#### [Task to complete]
Update the lines below by replacing "thickest part" with "widest part" wherever it occurs, and leave everything else unchanged.

#### [Dataset extract]
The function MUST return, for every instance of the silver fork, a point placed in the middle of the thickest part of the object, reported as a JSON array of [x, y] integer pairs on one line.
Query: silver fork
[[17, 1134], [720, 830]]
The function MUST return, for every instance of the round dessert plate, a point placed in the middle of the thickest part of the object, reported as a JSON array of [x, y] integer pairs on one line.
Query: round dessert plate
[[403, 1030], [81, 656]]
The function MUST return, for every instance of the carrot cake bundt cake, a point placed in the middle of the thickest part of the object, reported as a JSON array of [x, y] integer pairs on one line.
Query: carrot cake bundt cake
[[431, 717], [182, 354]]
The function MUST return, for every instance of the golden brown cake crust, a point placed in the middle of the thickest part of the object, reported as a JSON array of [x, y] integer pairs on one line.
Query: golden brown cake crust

#### [Full solution]
The function MUST return, for every instance of the silver fork, a point placed in the middle of the widest part of the object, reported as a JSON array of [x, y] integer pairs on one line.
Query: silver fork
[[17, 1134], [720, 830]]
The function MUST return, for every instance of the round dessert plate, a point placed in the middle of the widest part of the object, reported as a JSON array of [x, y] integer pairs on one line.
Query: round dessert plate
[[403, 1030], [81, 656]]
The function MUST return, for every instance of the carrot cake bundt cake, a point placed in the middle of the widest part of the object, reported as a JSON array of [x, y] integer pairs on one line.
Query: carrot cake bundt cake
[[431, 717], [182, 354]]
The function MUST return, for every instance of the golden brown cake crust, a point placed in the middle of the widest part of the object, reported as a JSON array of [x, y] integer pairs on one line.
Query: golden brown cake crust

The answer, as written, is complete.